# GIVEN PROBLEM 1:
Tally the lines in the rows below that contain the string "Query", and give only the number.

# PASSAGE PROVIDED:
Start
Ihedioha’s application for review: dead on arrival.
MacDonald Kelechi Ebere BPhil, MA, MPhil, PhD (candidate).
I am starting this essay with a strong caveat; I am not a lawyer. However, it is a reasoned, rather than a legal opinion, and should be considered as such.
Given the current situation of things in Imo politics, it is very easy to follow the crowd and shout injustice. However, in order to make good sense of Rt. Hon. Ihedioha’s case, it is strongly recommended you study the following judgments on the case and make your conclusions:
• _Appeal Court majority judgment_
• _Appeal Court dissenting judgment_
• _Supreme Court judgment_
As a starting point, Rt. Hon. Ihedioha’s legal team recently approached the Supreme Court to _“… (set) aside as a nullity the judgment delivered by this Honourable Court on the 14th of January 2020 in Appeal No. SC.1462/2019 and Cross Appeal No. SC. 1470/2019”_. Rt. Hon. Ihedioha’s legal team advanced some reasons, which are considered below:
1. *There being a subsisting judgment of the court of appeal dismissing the petition incompetent continues to subsist as the appeal against that decision was not considered by this honourable court.*
In simple terms, the petition by Senator Uzodimma against Rt. Hon. Ihedohia’s emergence as the winner of the election was argued to be incompetent by Rt. Hon. Ihedohia’s legal team because they claimed that Senator Uzodimma came 4th in the last Imo gubernatorial election; and as such didn’t have the _locus standi_ (i.e. the right) to contest the election. The appeal court, in a cross-appeal, upheld this position by 4/5. The dissenting judgment by one of the appeal court judges (JCA Oho) dismissed the position. Rt. Hon. Ihedioha’s lawyers now argue that the decision of the 4 out of 5 judges of the appeal court on this case still stands, based on their claim that the _“…decision was not considered by this honourable court”_. As such, they further argue that the Supreme Court should have set aside this judgment first, before considering Senator Uzodimma’s appeal. But how true is their claim?
End
# DATA SHOWN:
Start
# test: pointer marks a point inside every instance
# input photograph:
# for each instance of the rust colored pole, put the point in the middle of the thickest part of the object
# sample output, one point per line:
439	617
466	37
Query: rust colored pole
End
Start
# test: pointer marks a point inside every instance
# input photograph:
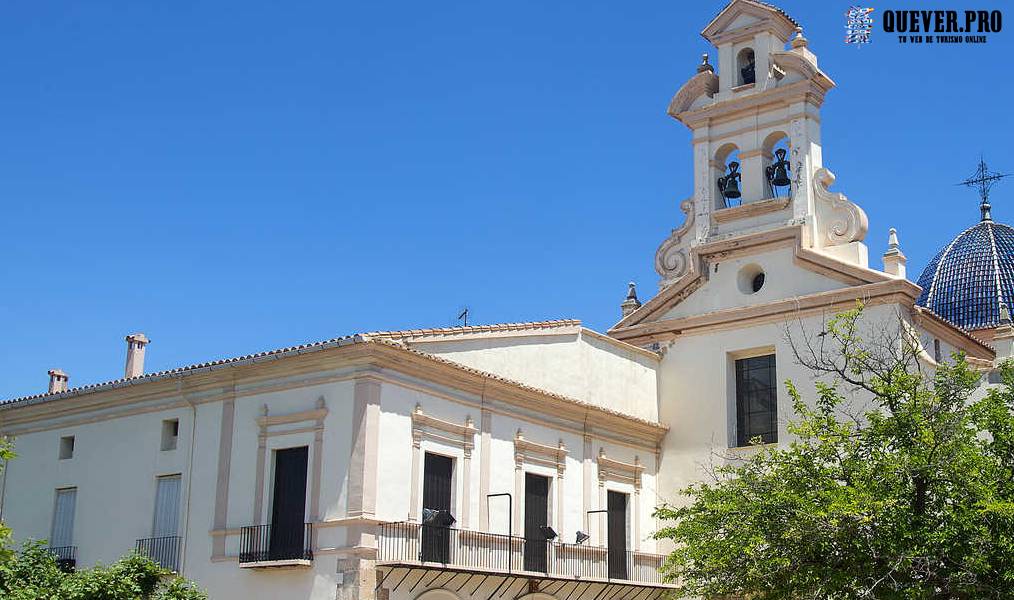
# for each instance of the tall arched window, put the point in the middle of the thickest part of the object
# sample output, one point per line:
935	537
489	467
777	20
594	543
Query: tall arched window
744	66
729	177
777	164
End
# GIVEN PROBLEM 2:
Please retype the essay on Ihedioha's review application, starting with "Ihedioha’s application for" and going on through "considered as such.", with no changes.

# CORRECT ANSWER 1:
2

# CORRECT ANSWER 2:
Ihedioha’s application for review: dead on arrival.
MacDonald Kelechi Ebere BPhil, MA, MPhil, PhD (candidate).
I am starting this essay with a strong caveat; I am not a lawyer. However, it is a reasoned, rather than a legal opinion, and should be considered as such.